▶ Exercise directions: Wherever the word "twine" appears in a line of the records, copy that line.

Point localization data
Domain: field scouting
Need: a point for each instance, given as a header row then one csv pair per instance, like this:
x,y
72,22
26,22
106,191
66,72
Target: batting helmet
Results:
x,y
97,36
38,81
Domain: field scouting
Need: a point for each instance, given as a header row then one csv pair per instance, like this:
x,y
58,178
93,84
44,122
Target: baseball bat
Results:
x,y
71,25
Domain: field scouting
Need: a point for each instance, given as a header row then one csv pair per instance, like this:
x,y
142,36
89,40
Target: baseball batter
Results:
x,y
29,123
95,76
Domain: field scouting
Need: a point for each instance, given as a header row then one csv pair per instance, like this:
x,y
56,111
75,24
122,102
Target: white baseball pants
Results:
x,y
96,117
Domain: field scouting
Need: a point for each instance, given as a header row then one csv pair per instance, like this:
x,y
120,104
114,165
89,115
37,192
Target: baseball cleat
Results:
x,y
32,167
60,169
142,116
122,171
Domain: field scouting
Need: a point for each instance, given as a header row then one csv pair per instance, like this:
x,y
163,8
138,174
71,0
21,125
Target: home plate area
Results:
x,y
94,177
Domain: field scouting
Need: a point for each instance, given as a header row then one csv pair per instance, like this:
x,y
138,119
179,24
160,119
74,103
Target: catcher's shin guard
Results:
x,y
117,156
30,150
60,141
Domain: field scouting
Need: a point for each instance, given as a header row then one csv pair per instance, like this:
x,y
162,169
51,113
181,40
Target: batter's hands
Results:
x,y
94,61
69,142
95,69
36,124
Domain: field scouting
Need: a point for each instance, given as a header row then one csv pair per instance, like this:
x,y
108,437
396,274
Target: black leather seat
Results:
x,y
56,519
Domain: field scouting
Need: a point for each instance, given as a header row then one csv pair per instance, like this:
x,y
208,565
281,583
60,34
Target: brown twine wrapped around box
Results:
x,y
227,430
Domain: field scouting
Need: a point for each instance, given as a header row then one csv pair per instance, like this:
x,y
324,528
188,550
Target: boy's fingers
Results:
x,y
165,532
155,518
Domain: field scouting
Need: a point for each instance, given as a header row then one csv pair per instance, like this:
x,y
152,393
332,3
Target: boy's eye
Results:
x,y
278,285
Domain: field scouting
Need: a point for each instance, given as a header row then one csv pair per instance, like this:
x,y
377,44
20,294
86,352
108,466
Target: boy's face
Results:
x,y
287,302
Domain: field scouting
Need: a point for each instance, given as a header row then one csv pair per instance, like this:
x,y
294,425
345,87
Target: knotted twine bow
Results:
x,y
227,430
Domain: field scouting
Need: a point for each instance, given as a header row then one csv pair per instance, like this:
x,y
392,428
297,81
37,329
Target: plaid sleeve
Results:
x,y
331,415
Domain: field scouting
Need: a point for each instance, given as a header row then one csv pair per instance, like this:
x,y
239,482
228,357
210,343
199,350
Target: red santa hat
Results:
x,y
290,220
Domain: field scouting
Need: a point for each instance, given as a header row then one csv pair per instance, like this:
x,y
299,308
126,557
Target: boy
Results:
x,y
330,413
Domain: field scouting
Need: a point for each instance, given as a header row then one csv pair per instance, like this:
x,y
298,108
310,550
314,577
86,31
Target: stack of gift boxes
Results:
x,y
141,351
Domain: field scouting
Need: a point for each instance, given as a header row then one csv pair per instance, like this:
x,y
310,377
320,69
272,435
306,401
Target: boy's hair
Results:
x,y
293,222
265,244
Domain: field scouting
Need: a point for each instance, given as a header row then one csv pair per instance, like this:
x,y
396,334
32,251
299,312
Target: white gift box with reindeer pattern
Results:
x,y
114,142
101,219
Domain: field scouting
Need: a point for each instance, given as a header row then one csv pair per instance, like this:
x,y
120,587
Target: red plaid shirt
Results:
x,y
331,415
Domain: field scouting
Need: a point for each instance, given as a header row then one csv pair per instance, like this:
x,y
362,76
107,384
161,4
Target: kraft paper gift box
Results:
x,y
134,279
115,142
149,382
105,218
...
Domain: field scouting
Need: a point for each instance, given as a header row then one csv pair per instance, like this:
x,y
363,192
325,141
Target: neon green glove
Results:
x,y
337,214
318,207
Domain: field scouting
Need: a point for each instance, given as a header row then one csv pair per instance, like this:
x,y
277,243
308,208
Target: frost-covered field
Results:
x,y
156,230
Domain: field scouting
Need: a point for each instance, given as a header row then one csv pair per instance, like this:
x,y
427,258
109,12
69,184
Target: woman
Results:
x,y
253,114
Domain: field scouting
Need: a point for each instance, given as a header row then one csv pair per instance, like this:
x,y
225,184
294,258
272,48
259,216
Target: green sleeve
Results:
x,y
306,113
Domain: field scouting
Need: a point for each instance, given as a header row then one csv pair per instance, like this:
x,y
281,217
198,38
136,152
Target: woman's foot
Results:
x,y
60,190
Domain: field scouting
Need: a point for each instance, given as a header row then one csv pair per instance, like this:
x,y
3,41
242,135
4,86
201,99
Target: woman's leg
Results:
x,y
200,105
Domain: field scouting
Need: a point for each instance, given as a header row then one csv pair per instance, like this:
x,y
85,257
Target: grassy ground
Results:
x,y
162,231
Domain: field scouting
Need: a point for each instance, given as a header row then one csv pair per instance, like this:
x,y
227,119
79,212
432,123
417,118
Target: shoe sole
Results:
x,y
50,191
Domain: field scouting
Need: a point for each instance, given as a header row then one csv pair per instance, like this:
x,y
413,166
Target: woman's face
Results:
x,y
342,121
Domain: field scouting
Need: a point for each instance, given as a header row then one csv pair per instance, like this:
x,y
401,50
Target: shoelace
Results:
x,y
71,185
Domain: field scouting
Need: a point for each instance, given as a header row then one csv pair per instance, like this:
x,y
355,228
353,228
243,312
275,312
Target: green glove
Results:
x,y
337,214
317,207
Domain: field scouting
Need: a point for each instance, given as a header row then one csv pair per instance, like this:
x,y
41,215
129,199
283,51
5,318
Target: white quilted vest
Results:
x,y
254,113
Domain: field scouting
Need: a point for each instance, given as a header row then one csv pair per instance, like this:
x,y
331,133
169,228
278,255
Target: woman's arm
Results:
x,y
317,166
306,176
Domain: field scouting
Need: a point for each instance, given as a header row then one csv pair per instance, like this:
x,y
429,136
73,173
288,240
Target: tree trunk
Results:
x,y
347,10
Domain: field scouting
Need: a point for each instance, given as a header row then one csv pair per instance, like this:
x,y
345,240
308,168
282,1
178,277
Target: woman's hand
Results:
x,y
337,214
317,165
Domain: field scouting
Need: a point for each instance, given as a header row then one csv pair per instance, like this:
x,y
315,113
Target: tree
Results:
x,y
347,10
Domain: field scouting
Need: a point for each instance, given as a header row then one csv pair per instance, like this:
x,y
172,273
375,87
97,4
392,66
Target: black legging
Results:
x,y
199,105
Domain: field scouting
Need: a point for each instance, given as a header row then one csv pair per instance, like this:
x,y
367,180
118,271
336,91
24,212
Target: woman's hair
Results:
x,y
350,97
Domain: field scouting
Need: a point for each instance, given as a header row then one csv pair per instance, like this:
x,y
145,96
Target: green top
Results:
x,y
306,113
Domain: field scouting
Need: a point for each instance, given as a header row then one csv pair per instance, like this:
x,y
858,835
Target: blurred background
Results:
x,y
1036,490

▶ Reply:
Target: brown twine wrapped around box
Target: knotted twine bow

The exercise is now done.